**What you will do:** Search the data below for the word "shirt" and copy each line that holds it.

**Referring expression grounding data:**
-*-
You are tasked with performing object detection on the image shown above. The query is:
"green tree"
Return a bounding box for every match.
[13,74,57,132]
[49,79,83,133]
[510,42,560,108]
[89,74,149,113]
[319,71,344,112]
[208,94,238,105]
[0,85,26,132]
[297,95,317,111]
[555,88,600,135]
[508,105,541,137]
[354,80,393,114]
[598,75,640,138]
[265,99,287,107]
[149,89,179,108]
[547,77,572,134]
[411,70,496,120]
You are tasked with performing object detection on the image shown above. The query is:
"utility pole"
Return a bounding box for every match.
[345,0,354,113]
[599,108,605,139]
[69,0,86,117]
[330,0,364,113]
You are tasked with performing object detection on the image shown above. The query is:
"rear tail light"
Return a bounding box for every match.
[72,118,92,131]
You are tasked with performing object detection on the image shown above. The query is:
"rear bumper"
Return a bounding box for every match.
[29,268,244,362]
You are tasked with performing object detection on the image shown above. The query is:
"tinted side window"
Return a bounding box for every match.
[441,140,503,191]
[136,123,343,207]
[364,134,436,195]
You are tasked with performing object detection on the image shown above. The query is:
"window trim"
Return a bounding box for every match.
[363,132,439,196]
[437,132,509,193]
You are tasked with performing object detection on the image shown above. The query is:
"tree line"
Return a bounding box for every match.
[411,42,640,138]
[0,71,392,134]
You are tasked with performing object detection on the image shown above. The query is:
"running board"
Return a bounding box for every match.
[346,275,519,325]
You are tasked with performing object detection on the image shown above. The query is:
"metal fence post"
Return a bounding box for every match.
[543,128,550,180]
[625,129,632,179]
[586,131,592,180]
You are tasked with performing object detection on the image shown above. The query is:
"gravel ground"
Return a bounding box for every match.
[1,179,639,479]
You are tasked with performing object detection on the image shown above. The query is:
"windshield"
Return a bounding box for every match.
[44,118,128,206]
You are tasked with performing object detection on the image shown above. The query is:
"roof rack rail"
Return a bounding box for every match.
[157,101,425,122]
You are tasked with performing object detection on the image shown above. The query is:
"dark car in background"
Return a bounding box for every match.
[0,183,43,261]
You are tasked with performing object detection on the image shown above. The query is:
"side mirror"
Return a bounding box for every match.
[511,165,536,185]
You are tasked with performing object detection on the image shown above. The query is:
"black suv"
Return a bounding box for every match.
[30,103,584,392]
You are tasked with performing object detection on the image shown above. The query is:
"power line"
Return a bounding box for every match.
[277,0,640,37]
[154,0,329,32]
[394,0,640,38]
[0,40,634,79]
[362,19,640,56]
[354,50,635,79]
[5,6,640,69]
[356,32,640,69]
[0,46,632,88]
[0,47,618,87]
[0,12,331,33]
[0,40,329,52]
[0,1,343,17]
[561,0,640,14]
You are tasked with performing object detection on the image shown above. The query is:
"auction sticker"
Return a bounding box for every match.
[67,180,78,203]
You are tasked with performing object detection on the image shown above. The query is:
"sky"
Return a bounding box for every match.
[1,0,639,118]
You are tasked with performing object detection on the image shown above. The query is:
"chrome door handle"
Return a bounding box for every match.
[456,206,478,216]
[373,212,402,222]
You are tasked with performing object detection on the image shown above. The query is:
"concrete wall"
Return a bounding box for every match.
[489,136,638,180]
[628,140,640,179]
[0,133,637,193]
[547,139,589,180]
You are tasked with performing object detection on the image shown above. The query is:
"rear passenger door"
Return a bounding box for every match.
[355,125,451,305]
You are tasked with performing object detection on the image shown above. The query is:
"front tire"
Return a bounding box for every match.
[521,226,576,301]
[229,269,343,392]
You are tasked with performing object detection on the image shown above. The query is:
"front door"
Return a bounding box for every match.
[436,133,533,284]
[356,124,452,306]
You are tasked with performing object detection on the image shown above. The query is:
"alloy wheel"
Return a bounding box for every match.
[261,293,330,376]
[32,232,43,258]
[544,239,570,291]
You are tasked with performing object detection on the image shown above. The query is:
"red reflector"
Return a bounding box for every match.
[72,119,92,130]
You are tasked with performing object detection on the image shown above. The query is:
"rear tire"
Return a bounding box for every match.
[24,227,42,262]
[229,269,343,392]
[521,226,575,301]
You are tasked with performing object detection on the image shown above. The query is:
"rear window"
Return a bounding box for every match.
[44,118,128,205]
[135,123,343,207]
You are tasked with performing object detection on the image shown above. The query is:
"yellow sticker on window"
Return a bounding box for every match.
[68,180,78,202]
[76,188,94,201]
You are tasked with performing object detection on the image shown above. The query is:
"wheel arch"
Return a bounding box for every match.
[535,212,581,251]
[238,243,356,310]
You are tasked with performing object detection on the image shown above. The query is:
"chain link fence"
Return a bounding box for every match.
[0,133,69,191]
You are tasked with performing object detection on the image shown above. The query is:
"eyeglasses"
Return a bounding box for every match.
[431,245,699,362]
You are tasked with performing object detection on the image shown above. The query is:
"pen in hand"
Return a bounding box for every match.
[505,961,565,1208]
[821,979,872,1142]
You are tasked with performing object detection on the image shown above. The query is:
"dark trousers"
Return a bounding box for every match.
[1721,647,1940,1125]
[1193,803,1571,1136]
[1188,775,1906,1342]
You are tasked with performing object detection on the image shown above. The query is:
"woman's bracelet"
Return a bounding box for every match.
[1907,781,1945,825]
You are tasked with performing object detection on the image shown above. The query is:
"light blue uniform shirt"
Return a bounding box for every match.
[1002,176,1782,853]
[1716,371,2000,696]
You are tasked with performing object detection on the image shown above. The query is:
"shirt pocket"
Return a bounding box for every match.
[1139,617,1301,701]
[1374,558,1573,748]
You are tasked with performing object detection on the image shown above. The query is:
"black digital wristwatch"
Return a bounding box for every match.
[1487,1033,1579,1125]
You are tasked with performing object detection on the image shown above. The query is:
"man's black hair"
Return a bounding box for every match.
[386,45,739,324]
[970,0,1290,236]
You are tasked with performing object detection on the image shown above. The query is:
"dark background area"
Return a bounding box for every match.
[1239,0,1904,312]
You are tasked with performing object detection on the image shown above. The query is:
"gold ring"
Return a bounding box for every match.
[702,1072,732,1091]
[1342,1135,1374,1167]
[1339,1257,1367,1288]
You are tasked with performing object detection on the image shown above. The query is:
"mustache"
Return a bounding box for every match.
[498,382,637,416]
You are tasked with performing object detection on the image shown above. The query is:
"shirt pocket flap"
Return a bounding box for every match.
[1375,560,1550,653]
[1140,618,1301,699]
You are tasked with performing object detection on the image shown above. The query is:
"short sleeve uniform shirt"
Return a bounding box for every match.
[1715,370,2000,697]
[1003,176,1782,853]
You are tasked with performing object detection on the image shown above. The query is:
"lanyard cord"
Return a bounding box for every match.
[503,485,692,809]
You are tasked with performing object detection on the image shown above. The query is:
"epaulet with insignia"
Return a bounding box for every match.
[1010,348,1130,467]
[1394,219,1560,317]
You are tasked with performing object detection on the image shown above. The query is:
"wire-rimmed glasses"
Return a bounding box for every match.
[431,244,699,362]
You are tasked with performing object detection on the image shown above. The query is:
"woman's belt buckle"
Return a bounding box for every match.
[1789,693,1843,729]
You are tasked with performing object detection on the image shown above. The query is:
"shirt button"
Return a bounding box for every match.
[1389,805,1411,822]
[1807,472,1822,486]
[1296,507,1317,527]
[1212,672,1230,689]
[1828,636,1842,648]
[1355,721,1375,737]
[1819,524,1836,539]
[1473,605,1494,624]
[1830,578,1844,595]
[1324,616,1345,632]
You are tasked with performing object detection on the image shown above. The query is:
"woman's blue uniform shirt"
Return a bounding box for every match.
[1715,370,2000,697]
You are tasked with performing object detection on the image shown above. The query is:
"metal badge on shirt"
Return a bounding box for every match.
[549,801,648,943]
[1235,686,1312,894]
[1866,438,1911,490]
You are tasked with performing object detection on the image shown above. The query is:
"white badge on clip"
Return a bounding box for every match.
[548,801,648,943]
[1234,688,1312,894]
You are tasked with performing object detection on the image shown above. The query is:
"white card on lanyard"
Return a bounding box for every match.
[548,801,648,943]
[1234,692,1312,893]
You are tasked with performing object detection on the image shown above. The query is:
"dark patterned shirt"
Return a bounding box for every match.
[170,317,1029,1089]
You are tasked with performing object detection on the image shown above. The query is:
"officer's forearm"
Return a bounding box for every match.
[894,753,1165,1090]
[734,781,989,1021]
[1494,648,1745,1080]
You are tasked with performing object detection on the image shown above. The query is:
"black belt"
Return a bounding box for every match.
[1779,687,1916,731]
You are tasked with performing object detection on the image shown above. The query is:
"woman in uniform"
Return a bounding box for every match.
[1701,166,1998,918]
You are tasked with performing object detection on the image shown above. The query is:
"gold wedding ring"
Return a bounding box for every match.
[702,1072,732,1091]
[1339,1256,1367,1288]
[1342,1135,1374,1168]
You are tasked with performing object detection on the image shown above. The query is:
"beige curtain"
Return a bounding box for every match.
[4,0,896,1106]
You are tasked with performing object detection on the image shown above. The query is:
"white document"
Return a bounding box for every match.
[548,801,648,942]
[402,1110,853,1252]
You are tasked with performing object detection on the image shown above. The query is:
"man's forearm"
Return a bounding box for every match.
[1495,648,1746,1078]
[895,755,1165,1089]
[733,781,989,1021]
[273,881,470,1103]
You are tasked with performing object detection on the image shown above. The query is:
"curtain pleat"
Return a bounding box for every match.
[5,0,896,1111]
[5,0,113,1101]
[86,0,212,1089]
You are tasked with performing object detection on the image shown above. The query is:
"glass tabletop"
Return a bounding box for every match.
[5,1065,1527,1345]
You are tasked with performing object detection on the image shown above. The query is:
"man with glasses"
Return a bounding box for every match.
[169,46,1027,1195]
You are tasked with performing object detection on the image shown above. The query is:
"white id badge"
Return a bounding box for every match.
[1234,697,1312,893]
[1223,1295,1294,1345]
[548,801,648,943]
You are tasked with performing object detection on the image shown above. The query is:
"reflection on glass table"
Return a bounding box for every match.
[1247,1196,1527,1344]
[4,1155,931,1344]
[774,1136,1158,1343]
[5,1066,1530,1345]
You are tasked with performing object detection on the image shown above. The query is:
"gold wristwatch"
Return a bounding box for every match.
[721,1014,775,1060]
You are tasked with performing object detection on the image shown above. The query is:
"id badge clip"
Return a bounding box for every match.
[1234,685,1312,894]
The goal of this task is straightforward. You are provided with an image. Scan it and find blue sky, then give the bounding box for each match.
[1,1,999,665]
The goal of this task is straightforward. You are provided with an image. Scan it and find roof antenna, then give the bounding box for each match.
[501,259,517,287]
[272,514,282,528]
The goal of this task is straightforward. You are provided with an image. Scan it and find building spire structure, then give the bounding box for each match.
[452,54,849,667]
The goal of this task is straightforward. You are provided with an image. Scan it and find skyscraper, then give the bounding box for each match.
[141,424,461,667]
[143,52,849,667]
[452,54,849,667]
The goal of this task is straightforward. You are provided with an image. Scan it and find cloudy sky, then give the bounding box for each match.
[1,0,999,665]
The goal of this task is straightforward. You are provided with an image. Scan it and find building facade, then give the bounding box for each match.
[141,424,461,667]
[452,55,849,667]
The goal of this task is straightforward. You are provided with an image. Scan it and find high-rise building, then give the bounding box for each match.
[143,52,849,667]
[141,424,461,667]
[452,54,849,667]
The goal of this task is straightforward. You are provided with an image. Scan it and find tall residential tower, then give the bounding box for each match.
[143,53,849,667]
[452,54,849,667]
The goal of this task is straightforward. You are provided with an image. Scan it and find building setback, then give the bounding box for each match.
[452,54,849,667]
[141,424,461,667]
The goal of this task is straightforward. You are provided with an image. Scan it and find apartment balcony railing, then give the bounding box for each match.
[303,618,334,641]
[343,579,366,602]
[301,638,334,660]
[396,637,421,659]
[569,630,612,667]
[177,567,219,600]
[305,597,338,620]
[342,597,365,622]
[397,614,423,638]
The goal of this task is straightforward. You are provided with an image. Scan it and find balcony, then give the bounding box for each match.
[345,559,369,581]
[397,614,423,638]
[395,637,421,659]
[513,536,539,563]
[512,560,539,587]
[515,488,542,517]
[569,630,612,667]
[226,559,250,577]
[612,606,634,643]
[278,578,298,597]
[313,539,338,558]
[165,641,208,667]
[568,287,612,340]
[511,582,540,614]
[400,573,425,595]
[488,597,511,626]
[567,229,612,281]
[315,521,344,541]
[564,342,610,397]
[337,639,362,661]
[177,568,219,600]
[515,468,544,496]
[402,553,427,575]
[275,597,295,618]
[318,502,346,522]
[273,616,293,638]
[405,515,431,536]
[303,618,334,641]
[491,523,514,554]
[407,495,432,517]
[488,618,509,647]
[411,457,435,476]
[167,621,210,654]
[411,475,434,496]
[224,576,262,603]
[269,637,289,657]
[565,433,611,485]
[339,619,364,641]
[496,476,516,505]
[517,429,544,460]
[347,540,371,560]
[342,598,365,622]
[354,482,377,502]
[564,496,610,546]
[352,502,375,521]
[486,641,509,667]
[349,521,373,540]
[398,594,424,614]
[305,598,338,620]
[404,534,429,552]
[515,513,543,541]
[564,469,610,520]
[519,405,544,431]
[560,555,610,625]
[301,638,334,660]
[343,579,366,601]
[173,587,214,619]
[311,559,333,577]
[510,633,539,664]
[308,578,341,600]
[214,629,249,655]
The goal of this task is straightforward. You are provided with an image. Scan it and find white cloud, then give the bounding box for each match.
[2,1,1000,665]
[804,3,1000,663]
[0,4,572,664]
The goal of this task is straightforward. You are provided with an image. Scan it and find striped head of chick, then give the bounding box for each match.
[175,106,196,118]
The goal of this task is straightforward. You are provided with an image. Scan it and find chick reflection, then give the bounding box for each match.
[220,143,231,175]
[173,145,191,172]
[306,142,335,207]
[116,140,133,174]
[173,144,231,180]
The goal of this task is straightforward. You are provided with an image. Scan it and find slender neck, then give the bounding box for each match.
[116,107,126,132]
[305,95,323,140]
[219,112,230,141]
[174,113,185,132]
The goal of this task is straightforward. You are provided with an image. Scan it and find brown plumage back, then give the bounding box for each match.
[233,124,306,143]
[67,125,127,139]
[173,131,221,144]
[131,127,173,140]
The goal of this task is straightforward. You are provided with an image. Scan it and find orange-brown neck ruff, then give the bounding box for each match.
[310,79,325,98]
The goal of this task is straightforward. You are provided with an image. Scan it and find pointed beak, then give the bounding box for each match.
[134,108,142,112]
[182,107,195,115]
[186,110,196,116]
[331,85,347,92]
-*-
**Response for this exercise:**
"light blue uniform shirt"
"shirt pocket"
"shirt pocket flap"
"short sleeve uniform shirt"
"shirt button"
"woman's blue uniform shirt"
"metal badge on shirt"
"dark patterned shirt"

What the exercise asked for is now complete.